_WORK TASK_
Could you copy out all the lines in the material below where the word "chrome" occurs?

_INFORMATION GIVEN_
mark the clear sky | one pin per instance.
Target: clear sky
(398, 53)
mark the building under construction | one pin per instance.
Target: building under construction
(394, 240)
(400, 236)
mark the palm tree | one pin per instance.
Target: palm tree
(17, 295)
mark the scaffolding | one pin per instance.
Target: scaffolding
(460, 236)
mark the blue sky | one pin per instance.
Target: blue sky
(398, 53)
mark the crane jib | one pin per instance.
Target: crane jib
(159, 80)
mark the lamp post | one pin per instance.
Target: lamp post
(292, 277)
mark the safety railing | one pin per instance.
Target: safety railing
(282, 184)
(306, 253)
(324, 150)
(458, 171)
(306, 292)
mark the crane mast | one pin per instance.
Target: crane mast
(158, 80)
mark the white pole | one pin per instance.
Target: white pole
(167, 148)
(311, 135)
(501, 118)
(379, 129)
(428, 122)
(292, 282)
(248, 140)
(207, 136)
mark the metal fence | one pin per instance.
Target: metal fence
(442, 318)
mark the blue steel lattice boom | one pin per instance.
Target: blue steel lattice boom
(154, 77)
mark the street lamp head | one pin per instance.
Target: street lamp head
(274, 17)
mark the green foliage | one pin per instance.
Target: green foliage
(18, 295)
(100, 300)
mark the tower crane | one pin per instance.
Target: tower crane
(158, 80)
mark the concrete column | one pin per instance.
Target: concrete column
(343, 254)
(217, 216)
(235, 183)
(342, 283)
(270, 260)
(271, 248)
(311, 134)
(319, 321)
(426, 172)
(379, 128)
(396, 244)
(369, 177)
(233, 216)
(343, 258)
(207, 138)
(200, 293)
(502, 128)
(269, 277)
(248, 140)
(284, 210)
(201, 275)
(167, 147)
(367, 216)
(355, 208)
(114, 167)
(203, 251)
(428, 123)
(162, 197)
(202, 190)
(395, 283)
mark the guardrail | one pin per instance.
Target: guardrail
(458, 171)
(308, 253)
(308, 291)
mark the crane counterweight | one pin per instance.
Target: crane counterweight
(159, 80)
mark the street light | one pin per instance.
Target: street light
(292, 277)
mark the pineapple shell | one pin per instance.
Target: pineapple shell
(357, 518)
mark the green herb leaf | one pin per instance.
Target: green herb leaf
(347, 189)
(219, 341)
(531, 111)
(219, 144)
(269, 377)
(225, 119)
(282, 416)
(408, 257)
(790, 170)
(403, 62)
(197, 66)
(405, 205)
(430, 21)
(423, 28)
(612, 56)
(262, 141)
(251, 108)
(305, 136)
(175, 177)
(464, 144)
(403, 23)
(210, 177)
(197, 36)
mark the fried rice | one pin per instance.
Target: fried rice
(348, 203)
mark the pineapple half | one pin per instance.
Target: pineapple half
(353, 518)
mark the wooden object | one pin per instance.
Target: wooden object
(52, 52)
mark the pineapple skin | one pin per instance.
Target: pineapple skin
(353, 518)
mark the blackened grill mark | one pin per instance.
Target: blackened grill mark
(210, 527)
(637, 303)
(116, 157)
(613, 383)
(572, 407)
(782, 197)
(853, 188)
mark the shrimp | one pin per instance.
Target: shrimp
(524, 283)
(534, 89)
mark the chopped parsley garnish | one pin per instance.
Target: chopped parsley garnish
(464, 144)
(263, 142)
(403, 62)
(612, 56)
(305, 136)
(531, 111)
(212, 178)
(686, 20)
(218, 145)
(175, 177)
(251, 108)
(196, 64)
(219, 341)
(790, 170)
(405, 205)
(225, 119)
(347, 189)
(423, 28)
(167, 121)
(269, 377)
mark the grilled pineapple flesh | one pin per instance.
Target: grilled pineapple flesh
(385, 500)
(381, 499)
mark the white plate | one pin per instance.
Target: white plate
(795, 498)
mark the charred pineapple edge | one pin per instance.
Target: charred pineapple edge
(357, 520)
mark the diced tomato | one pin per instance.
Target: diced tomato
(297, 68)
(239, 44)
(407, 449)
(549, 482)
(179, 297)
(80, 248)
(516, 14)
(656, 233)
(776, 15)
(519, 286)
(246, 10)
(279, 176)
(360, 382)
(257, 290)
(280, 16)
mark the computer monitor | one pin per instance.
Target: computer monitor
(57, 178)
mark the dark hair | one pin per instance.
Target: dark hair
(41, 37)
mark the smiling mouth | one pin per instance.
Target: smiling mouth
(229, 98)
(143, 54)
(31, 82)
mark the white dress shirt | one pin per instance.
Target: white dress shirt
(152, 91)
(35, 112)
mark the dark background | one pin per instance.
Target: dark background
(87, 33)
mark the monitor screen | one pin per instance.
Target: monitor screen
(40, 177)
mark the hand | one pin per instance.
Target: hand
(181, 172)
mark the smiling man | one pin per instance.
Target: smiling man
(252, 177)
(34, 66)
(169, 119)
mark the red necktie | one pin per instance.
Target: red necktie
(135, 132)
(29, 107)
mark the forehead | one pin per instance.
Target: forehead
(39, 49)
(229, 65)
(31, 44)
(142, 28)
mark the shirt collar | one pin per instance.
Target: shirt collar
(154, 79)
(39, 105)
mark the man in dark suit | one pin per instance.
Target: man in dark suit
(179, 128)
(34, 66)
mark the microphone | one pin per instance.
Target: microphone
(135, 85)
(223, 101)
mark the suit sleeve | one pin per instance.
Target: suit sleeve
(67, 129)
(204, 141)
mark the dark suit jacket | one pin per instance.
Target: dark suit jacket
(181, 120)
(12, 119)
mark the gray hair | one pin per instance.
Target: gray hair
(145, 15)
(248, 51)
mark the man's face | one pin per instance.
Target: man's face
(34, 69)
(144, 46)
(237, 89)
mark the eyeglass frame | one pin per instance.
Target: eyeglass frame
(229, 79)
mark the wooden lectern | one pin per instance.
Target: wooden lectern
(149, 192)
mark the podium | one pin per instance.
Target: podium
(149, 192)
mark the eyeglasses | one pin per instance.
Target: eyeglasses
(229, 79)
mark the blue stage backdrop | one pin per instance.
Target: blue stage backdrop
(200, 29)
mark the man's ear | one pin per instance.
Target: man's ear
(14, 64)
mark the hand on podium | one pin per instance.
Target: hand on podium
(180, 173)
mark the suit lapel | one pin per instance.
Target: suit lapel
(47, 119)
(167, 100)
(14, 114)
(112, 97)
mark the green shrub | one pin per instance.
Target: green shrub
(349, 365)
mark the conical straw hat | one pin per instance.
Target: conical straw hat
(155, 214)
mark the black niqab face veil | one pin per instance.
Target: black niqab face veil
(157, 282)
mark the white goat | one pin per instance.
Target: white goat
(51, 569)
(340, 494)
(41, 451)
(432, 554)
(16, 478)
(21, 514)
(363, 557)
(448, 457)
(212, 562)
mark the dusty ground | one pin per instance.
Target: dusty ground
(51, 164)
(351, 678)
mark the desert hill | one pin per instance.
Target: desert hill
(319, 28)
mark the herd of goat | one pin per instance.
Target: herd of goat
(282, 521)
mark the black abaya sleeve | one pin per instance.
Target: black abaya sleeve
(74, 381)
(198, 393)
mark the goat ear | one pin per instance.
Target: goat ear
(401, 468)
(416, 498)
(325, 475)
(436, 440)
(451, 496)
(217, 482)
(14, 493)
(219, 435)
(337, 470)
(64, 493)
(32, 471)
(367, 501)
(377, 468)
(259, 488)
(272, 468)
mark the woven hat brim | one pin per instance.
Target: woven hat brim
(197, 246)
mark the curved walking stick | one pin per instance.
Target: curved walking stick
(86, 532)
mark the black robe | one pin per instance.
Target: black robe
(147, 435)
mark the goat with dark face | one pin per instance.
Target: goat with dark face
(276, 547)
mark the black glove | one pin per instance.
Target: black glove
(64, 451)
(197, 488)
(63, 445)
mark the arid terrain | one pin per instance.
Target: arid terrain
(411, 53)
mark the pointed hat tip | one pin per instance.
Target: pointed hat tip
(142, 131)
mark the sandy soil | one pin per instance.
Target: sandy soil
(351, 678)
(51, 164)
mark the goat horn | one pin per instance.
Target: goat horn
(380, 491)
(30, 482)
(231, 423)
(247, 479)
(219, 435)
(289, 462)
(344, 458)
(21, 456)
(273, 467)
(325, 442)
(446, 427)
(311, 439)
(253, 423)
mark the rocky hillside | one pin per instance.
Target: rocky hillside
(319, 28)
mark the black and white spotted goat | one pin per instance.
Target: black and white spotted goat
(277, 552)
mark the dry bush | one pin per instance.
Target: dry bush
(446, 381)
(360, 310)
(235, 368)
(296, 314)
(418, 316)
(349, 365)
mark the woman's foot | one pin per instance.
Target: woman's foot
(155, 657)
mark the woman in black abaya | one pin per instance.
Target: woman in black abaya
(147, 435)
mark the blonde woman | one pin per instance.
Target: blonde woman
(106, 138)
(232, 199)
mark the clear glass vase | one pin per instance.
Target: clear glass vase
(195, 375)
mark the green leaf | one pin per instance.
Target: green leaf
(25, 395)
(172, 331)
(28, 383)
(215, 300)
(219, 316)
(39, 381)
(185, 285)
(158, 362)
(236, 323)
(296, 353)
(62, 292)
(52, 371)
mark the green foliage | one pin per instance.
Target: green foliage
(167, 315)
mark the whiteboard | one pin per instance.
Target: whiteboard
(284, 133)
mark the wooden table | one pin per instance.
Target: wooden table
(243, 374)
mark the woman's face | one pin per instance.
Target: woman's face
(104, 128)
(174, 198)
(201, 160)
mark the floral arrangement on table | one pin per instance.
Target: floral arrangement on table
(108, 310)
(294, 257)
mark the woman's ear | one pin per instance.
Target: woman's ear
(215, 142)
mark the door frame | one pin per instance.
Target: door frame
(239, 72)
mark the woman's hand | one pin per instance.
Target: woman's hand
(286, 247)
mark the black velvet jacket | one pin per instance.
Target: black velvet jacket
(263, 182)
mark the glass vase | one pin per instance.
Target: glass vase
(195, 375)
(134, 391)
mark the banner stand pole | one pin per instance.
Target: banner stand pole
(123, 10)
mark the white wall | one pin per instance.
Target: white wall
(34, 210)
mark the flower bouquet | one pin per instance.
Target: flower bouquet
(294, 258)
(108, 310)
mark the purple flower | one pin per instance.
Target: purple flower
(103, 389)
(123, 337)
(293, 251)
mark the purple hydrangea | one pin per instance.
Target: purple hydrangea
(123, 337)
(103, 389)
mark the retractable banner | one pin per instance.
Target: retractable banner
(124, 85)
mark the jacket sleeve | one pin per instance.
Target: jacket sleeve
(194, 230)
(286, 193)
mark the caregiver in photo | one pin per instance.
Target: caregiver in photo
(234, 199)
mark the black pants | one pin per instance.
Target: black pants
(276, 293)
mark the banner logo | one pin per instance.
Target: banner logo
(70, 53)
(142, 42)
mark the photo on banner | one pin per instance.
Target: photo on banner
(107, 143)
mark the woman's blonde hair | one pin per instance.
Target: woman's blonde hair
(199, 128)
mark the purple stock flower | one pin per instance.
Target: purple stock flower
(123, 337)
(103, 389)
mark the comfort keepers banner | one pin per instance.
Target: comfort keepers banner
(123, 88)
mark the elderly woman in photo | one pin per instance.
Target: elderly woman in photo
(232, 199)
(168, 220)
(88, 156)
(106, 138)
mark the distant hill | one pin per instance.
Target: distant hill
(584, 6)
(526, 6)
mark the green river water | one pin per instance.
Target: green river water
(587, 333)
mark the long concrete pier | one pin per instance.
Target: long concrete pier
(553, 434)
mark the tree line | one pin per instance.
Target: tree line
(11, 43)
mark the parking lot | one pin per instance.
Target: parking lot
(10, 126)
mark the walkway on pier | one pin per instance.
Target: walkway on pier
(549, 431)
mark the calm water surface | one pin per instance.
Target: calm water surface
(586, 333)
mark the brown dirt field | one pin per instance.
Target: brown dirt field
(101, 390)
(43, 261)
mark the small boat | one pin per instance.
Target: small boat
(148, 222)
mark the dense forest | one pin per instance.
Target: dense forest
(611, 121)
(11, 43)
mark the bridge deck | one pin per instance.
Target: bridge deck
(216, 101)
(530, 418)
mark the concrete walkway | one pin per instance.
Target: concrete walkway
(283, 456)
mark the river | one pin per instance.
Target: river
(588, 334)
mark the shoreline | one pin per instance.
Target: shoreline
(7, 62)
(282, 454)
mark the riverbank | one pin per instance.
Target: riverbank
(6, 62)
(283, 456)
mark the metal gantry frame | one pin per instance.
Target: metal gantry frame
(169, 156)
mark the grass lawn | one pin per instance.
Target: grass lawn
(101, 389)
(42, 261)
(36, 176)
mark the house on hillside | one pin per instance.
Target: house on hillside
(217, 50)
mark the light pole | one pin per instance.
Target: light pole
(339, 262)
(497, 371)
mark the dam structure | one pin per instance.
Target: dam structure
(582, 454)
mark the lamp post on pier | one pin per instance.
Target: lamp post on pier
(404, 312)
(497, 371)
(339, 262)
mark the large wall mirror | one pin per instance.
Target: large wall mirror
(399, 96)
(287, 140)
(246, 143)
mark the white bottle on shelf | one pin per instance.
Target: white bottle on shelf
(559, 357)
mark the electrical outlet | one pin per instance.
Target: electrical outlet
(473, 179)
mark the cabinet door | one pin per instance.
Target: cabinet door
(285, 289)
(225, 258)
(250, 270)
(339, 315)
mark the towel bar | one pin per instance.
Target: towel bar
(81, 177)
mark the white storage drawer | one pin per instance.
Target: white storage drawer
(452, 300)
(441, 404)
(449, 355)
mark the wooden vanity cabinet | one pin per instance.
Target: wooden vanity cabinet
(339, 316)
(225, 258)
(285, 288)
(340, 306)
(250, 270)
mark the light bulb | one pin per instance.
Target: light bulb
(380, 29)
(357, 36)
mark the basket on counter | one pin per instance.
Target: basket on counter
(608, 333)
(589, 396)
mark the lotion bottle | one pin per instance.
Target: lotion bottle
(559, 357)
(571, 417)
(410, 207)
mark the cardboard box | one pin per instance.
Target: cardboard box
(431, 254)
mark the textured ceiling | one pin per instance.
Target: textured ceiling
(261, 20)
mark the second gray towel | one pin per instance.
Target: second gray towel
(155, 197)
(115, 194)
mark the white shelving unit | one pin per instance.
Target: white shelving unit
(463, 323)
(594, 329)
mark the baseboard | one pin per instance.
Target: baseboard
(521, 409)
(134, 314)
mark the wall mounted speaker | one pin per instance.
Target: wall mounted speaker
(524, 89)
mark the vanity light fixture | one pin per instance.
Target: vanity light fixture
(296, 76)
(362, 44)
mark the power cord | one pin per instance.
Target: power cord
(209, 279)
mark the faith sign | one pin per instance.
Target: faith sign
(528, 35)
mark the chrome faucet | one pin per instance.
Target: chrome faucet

_ANSWER SECTION_
mark the chrome faucet | one pin per instance.
Target: chrome faucet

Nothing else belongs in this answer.